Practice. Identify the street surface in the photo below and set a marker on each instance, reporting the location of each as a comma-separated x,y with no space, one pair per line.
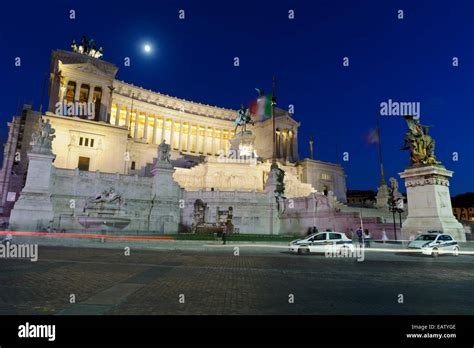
261,280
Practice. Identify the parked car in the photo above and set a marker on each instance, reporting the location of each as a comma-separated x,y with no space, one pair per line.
435,244
321,242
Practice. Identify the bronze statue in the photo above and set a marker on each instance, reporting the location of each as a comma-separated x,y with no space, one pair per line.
243,118
164,153
419,142
42,139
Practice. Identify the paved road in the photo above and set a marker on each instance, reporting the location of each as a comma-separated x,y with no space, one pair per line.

---+---

Your answer should be the line with "Practice. Identify the parked" and all lines after it in the listing above, repeated exactly. No other lines belong.

Practice. Identify the parked car in the photo above and set a marker on each instance, reporting the location of each as a comma-separated x,y with no space, one pair per line.
435,244
321,242
Practice. Identify the bronze statue in the photo above and set a marker on each instance, reporting the location of each as a comma-separated x,y with no space, one pair per line.
243,118
164,153
419,142
42,139
Practice. Identify the paved road in the photo above and set a marker on each instance, reporting the location of each as a comma-separated x,y with no space, one pair per line.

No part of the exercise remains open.